What you are asked to do: Retype all of the entries word for word.

Extracted information:
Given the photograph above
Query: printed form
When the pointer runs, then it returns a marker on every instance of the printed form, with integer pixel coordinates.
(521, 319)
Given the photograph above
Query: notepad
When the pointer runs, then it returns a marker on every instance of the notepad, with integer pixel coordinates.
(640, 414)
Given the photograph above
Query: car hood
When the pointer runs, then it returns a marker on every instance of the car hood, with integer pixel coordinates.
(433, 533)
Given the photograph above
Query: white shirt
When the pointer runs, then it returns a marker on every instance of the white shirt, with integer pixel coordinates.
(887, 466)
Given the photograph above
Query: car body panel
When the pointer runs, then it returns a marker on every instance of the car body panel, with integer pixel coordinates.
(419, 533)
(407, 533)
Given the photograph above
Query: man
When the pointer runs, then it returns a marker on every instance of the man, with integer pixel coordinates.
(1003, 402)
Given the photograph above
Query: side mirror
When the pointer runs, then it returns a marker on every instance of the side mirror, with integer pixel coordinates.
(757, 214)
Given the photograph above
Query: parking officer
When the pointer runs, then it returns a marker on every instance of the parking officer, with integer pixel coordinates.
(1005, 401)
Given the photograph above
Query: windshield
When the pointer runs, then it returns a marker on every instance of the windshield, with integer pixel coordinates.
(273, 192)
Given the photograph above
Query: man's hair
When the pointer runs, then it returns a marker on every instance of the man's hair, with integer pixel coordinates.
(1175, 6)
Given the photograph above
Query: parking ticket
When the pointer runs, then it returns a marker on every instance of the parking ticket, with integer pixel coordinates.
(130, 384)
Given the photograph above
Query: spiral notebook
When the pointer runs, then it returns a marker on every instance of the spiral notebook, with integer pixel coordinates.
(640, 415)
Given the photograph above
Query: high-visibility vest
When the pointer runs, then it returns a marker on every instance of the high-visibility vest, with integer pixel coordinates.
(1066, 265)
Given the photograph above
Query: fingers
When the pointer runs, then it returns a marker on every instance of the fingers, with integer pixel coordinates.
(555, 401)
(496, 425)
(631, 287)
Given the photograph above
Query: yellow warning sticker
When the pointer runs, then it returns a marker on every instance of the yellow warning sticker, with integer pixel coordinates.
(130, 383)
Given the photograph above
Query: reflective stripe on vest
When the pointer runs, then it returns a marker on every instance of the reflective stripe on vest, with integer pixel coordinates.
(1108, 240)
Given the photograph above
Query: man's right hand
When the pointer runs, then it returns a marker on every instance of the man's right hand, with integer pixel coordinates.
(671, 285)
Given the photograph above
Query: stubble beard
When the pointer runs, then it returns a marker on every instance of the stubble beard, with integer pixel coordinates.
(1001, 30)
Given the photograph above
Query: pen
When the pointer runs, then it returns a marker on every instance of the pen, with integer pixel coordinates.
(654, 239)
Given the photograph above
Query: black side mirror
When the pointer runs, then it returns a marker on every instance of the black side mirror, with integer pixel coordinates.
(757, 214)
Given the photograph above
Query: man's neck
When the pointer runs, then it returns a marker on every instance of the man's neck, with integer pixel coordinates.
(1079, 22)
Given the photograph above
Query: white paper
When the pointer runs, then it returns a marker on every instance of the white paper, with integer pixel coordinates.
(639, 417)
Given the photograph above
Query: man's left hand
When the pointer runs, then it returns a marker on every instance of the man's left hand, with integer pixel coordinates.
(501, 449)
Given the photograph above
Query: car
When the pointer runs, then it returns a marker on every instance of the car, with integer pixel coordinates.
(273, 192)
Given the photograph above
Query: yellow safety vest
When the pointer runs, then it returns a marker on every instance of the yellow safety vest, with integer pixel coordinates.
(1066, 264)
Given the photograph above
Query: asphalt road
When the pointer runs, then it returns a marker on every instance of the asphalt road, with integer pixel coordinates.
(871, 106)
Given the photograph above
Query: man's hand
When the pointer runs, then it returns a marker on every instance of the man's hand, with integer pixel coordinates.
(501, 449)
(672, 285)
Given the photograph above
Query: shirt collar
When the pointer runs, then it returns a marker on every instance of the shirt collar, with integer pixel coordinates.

Task result:
Given the photograph above
Query: printed form
When the pointer runs, then it returns a marker on every instance of the printed form, with integer pixel coordinates.
(521, 319)
Given the photograph above
Query: notepad
When the pointer runs, then it returns a marker on every instance of the notepad, with integer pixel coordinates.
(640, 414)
Given the photograph above
Query: car hood
When the pointer runs, then it returns a marker on every instance of the car hood, with integer pixel coordinates.
(433, 533)
Given the photograph above
Query: white shirt
When the pointer runs, then it returns a marker on every instance of the white shirt, with integer pixel coordinates.
(887, 466)
Given the photograph above
Query: car body panel
When the pointer runs, then it returns a marker on every instance of the car body panel, with integer pixel coordinates.
(419, 533)
(407, 533)
Given the photograph above
Query: man
When the pointer runs, then it returns a marker on every instance of the man, with integer pixel coordinates.
(1003, 402)
Given the photograph above
Query: side mirror
When the pointer runs, then it returns a marker on every instance of the side mirror, with integer pixel coordinates.
(757, 214)
Given the photograph above
Query: parking officer
When the pointer runs, then it returns a marker on every instance of the parking officer, with integer pixel coordinates.
(1005, 401)
Given the photograph above
Query: windshield
When the pointer runs, then it returns a marker on every instance of the windshield, with integer pixel coordinates.
(273, 192)
Given the photograph above
Query: man's hair
When the pointer runs, then it returns a marker on every instance of the man's hair, with integer pixel coordinates.
(1175, 6)
Given the photograph above
Query: parking ticket
When the pointer runs, then it returns a marker on every instance of the parking ticket, with integer pixel coordinates.
(130, 384)
Given the photograph above
Query: spiral notebook
When the pointer runs, then it returns a marker on every instance of the spiral notebook, with integer pixel coordinates.
(640, 415)
Given the photograph above
Query: high-visibility vest
When the pointer runs, then it returns a marker on every instance of the high-visibility vest, with integer pixel coordinates.
(1066, 265)
Given the photograph above
Query: fingers
When the pointer runs, then it returns a marker on every instance of the fingers, with integer pixel coordinates.
(555, 401)
(496, 425)
(631, 287)
Given the photograph above
Query: yellow warning sticker
When the pointer runs, then it returns a marker on every instance of the yellow warning sticker, with integer pixel coordinates.
(130, 383)
Given the photograph above
Query: reflective stripe on vest
When the pointer runs, then it returns a marker on every instance of the reflective stripe on vest, with integer pixel coordinates.
(1108, 240)
Given the photograph above
Query: man's right hand
When the pointer runs, then it returns a marker on every instance of the man's right hand, with integer pixel coordinates.
(671, 285)
Given the photograph above
Query: stubble beard
When the pointer runs, then it returns a marker on every instance of the stubble beard, with integer pixel coordinates.
(1001, 30)
Given the photograph above
Query: pen
When the pointer runs, then it returns a marker on every instance of the pen, with integer pixel coordinates.
(654, 239)
Given the photograph above
Query: black side mirror
When the pointer runs, then it returns a marker on every instance of the black side mirror, with integer pixel coordinates.
(757, 214)
Given the photograph above
Query: man's neck
When the pointer runs, then it returns a marker on every instance of the man's neck, with integer pixel coordinates.
(1079, 22)
Given the photograph above
Query: white paper
When the pointer runs, then it returns a marker on every instance of the white paper, with integer pixel coordinates.
(639, 417)
Given the photograph above
Query: man's left hand
When the pointer runs, then it returns a marker on every instance of the man's left hand, with integer pixel coordinates.
(501, 449)
Given the photograph above
Query: car
When the pointer runs, then it returns a marker on every instance of the car, with integer pixel coordinates.
(273, 192)
Given the photograph above
Query: yellow safety vest
When the pointer runs, then it returns a marker on every instance of the yellow safety vest, with integer pixel coordinates.
(1066, 264)
Given the photograph above
Query: asphalt road
When the pointer runs, then it returns a marker on every instance of the asphalt road, with integer pixel coordinates.
(871, 106)
Given the photograph above
Query: man's hand
When the pointer runs, then it returns a marker on every instance of the man's hand, with integer pixel coordinates.
(501, 449)
(672, 285)
Given the photograph above
Query: shirt collar
When the pointer runs, then it returns a marker on every instance of the shirt collar, with integer pixel coordinates.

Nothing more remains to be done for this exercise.